### Raw data
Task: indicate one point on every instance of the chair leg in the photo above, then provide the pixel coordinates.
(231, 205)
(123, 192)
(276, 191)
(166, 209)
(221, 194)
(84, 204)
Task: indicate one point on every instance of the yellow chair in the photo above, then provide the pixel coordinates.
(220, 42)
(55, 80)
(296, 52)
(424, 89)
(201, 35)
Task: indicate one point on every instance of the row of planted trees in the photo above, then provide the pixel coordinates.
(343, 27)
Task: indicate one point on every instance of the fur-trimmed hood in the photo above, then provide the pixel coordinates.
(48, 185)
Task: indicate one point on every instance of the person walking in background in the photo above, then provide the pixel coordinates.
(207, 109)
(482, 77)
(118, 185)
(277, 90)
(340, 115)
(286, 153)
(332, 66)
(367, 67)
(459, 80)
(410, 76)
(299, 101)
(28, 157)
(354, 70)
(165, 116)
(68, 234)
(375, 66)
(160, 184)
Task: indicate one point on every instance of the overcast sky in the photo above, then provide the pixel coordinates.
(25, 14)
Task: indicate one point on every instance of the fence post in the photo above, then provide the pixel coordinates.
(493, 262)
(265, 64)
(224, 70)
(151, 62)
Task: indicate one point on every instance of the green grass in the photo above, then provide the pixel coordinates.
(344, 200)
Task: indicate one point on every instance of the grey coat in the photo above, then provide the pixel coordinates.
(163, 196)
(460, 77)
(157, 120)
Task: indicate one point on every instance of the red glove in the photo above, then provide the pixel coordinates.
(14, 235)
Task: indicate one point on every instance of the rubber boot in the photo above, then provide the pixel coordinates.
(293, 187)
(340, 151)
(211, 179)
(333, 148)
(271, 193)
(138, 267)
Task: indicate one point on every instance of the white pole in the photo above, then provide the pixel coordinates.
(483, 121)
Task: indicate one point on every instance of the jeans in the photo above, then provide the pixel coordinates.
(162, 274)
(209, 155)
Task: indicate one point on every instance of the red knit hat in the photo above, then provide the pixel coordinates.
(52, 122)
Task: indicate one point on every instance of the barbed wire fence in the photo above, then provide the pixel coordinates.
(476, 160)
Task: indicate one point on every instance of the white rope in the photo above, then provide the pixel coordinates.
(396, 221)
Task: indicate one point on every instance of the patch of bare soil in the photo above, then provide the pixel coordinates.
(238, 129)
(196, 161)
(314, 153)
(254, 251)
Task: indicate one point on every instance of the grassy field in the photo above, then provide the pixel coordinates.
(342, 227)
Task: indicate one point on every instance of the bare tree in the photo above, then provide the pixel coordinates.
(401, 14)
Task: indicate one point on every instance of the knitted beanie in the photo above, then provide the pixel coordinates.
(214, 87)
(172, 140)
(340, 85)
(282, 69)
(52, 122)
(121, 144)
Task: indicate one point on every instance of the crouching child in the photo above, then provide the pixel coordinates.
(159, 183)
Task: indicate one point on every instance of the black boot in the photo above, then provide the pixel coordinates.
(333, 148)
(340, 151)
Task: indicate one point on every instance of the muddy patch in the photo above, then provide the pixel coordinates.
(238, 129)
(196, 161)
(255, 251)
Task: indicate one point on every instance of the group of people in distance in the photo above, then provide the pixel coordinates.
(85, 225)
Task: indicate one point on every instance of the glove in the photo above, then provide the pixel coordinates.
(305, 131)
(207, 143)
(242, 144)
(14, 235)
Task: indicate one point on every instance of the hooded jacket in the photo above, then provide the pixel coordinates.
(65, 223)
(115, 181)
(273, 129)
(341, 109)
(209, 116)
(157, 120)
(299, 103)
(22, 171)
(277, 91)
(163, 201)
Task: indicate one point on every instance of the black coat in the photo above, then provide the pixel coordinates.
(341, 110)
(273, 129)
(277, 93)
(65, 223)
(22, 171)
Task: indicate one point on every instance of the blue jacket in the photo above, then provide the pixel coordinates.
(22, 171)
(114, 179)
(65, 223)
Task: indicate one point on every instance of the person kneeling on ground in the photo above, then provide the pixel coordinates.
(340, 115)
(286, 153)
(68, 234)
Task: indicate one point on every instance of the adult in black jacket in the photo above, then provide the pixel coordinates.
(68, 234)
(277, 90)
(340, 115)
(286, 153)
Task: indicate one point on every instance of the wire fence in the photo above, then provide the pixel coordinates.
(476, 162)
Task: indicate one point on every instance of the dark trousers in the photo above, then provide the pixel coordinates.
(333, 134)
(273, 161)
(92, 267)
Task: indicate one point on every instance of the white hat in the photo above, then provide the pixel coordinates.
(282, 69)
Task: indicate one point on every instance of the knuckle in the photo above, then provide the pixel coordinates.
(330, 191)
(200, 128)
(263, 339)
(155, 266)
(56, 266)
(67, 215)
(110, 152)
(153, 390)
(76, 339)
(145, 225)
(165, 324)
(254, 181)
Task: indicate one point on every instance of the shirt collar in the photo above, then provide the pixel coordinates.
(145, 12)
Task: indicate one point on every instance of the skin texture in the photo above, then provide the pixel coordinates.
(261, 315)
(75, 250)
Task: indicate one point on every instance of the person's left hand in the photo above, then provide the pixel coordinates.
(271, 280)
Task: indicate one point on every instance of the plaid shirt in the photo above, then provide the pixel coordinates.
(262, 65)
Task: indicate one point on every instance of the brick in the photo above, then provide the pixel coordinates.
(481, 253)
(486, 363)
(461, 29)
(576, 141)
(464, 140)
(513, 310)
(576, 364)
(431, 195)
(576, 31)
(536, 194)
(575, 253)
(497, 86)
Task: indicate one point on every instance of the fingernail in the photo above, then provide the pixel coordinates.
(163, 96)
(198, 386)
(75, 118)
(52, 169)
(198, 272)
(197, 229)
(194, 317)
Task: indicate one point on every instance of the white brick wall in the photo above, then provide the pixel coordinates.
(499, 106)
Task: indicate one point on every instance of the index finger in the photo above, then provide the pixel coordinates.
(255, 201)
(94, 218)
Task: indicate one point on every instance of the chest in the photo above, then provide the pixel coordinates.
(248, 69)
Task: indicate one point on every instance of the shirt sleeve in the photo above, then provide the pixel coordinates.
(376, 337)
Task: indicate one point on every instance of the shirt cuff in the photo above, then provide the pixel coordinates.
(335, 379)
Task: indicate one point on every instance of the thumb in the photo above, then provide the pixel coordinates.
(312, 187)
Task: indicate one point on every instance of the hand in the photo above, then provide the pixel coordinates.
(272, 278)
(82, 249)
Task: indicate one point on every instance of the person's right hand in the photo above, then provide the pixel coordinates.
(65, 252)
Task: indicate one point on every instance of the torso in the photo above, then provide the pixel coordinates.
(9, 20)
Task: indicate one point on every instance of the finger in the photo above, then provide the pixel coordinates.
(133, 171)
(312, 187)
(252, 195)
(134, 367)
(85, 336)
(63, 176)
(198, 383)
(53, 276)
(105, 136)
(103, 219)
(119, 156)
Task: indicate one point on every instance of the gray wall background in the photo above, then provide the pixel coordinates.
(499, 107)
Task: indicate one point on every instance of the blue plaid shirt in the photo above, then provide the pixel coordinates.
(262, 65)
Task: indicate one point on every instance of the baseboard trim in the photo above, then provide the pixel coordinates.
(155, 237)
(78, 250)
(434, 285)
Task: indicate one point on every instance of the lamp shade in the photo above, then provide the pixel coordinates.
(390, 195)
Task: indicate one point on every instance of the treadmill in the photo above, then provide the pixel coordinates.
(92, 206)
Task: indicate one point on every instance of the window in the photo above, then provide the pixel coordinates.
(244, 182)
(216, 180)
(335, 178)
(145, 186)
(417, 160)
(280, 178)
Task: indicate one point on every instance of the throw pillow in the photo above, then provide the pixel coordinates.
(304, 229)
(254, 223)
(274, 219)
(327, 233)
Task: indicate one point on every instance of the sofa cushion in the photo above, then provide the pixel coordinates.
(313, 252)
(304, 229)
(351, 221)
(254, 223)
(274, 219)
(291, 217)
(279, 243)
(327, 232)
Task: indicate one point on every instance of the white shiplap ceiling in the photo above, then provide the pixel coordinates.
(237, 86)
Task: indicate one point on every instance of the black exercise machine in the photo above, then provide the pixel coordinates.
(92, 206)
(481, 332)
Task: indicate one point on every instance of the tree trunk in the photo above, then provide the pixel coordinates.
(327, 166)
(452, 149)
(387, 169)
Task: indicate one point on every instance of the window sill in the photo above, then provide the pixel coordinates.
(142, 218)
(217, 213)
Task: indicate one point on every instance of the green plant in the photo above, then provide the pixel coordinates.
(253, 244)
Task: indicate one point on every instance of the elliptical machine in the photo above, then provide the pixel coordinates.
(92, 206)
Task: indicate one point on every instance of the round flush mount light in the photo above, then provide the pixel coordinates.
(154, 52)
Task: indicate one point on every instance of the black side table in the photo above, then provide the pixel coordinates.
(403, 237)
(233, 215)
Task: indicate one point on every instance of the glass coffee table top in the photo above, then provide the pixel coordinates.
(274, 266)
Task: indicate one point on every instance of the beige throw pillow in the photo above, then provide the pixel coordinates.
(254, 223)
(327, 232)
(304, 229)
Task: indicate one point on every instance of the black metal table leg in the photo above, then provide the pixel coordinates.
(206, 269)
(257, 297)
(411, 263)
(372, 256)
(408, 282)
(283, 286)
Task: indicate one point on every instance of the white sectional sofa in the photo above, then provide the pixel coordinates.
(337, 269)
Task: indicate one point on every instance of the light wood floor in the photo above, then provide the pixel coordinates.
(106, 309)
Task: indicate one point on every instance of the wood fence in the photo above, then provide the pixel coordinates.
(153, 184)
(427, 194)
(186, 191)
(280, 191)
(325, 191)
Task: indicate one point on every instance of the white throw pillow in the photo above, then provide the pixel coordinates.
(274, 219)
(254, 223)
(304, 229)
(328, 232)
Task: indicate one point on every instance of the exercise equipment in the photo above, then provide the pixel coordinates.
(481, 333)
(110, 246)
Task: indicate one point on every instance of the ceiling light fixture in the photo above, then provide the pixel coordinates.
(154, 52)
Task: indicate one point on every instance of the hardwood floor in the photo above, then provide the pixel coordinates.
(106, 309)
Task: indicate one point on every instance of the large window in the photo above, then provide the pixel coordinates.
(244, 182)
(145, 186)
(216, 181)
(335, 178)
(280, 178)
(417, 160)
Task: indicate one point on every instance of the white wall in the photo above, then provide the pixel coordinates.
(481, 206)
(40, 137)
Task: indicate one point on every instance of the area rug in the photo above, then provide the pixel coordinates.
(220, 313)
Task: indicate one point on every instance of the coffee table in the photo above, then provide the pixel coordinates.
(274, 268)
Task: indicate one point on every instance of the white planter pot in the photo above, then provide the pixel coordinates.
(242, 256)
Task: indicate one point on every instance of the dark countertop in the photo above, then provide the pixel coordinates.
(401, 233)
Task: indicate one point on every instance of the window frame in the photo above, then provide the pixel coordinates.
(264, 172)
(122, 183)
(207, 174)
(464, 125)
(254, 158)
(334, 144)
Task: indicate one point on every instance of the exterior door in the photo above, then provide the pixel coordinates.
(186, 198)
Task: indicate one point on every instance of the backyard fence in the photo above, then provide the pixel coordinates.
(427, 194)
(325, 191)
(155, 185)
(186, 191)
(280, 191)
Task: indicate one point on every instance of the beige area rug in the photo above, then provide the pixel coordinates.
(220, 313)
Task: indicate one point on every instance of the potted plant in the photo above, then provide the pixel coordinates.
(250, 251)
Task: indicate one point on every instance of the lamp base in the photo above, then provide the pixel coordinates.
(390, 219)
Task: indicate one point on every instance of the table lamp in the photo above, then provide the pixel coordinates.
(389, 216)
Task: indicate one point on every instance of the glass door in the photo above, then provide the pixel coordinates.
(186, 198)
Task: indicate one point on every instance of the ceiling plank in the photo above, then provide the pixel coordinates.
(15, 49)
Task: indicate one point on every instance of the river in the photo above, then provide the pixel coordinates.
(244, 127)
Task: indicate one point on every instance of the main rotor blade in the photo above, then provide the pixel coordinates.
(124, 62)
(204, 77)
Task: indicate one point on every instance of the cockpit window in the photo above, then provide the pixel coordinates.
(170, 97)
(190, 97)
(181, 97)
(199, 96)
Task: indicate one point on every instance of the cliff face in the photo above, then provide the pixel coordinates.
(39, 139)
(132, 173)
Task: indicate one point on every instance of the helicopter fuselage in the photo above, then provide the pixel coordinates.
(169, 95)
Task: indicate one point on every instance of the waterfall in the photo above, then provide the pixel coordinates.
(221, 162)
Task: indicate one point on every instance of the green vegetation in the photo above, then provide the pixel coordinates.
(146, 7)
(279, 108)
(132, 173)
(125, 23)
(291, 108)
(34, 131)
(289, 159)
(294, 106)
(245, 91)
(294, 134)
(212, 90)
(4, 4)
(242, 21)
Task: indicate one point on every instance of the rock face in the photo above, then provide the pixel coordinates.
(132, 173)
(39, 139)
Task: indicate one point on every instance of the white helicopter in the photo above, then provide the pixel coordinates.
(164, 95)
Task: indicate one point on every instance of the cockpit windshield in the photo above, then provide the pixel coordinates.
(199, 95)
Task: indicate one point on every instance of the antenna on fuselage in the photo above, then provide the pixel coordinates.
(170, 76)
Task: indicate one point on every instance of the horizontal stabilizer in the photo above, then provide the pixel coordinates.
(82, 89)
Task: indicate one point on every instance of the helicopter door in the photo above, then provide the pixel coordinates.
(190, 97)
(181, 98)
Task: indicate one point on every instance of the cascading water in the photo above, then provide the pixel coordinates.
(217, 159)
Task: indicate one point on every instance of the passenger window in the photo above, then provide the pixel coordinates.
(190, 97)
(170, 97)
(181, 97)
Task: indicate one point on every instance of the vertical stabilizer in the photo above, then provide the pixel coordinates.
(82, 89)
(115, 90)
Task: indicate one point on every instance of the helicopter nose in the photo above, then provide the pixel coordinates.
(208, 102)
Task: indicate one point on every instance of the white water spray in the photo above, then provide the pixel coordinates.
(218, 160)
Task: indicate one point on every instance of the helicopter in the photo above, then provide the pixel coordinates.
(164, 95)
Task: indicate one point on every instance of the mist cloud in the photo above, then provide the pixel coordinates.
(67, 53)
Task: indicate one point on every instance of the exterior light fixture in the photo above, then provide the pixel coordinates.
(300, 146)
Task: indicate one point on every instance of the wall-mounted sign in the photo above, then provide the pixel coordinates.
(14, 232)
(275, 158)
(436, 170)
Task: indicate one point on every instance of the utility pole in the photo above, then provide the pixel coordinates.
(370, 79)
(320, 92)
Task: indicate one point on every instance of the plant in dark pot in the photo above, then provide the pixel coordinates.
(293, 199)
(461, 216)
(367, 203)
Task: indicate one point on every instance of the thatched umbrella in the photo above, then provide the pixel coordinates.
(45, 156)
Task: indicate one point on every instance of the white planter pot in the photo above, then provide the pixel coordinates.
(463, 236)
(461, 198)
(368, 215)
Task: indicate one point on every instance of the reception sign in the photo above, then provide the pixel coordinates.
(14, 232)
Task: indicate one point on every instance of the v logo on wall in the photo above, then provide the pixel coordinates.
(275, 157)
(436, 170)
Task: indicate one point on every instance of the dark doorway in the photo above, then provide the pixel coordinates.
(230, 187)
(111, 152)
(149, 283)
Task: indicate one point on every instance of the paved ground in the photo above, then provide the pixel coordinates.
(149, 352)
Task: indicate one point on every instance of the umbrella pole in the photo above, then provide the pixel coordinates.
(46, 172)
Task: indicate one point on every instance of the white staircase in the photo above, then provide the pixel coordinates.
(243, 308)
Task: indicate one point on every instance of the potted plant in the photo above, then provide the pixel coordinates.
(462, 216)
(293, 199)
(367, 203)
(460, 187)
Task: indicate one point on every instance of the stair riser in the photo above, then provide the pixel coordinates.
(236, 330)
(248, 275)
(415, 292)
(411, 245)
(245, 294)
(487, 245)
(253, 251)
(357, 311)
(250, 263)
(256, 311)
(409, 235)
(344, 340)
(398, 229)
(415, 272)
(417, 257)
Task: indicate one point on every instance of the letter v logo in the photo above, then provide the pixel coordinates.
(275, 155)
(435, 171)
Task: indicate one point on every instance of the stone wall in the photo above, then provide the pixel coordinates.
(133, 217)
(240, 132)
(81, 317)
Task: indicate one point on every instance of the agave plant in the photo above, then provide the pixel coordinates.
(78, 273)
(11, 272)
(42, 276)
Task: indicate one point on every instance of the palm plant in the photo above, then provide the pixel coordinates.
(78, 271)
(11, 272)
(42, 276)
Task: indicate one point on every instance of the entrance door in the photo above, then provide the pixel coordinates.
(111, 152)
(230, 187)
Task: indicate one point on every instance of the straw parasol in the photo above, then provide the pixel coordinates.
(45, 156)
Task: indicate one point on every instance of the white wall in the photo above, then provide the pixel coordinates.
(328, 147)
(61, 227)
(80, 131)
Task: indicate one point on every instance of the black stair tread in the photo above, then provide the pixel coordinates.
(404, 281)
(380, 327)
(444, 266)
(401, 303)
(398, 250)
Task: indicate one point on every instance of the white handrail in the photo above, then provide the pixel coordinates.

### Objective
Return, word for word, every line from the line with "Task: indicate one point on every instance of the stone" to the final line of the data.

### Expected output
Task: indicate one point on every instance of the stone wall in the photo above, then provide the pixel coordinates.
(133, 217)
(240, 132)
(81, 317)
Task: indicate one point on every instance of the agave plant in the photo above, then provide the pixel coordinates.
(78, 273)
(11, 272)
(42, 276)
Task: indicate one point on every instance of the palm plant in the photo above, then provide the pixel coordinates.
(78, 271)
(11, 272)
(42, 276)
Task: indicate one point on every instance of the entrance door in the photo above, then provide the pixel coordinates.
(111, 152)
(230, 187)
Task: indicate one point on every instance of the straw parasol in the photo above, then provide the pixel coordinates.
(45, 156)
Task: indicate one point on every instance of the white wall in the photo above, then provide the pixel coordinates.
(328, 147)
(61, 227)
(80, 131)
Task: indicate one point on every instance of the black stair tread in the photo above, then provide the pixel coordinates.
(404, 281)
(380, 327)
(444, 266)
(401, 303)
(398, 250)
Task: indicate one point on every instance of the white handrail in the photo above, then provide the pixel coordinates.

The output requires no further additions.